---- Task data
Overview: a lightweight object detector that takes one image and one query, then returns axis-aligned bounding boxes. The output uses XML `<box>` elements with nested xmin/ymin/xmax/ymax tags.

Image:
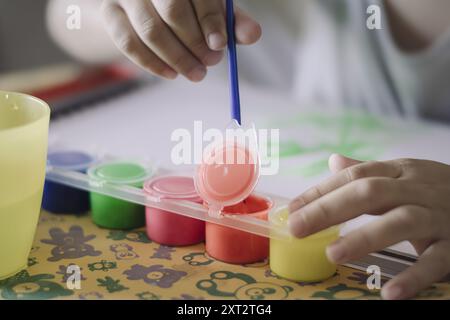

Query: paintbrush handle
<box><xmin>226</xmin><ymin>0</ymin><xmax>241</xmax><ymax>125</ymax></box>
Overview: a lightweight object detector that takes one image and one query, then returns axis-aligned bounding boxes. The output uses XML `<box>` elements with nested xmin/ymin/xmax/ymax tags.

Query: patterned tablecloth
<box><xmin>1</xmin><ymin>210</ymin><xmax>449</xmax><ymax>300</ymax></box>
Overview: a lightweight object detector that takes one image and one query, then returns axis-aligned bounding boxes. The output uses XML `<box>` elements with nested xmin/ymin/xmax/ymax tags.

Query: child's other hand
<box><xmin>100</xmin><ymin>0</ymin><xmax>261</xmax><ymax>81</ymax></box>
<box><xmin>289</xmin><ymin>154</ymin><xmax>450</xmax><ymax>300</ymax></box>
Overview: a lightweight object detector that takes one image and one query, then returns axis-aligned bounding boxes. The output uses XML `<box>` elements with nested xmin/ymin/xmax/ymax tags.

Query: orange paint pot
<box><xmin>205</xmin><ymin>194</ymin><xmax>272</xmax><ymax>265</ymax></box>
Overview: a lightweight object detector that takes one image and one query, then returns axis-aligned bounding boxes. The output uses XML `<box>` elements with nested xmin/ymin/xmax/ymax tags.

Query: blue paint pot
<box><xmin>42</xmin><ymin>151</ymin><xmax>95</xmax><ymax>214</ymax></box>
--------
**Work instructions:** Repeat the data word for word. Images are not part of the copy.

**Task solution:**
Overview: a lightweight object detector that takes one image and one query, then returns axis-aligned bounding boxes. The output uses XML `<box>` elements with nested xmin/ymin/xmax/ymax tags.

Image:

Query: paintbrush handle
<box><xmin>226</xmin><ymin>0</ymin><xmax>241</xmax><ymax>125</ymax></box>
Overview: a lightweight object detector that takes one image and one query, then returns axis-aligned bounding boxes. The output uses XML `<box>` elements with nested xmin/ymin/xmax/ymax tags.

Query: patterned tablecloth
<box><xmin>1</xmin><ymin>210</ymin><xmax>449</xmax><ymax>300</ymax></box>
Overview: a lightweight object detector that takes one image and one query, then returns axis-aligned bounding boxes. The output uses XML `<box>` elements with nested xmin/ymin/xmax/ymax tags.

Query: child's other hand
<box><xmin>100</xmin><ymin>0</ymin><xmax>261</xmax><ymax>81</ymax></box>
<box><xmin>289</xmin><ymin>154</ymin><xmax>450</xmax><ymax>300</ymax></box>
Overview: a lightweight object detector that takes one image and one query, then returns axis-aligned bounding boxes. The output uses XML `<box>` elements with nested xmin/ymin/xmax/ymax tags.

Query: orange paint pot
<box><xmin>205</xmin><ymin>194</ymin><xmax>272</xmax><ymax>265</ymax></box>
Overview: a lightweight object detector that takes one image and one query, then returns axis-aligned bounding boxes. The output uses XML `<box>` elements with nested xmin/ymin/xmax/ymax tags.

Query: blue paint pot
<box><xmin>42</xmin><ymin>151</ymin><xmax>95</xmax><ymax>214</ymax></box>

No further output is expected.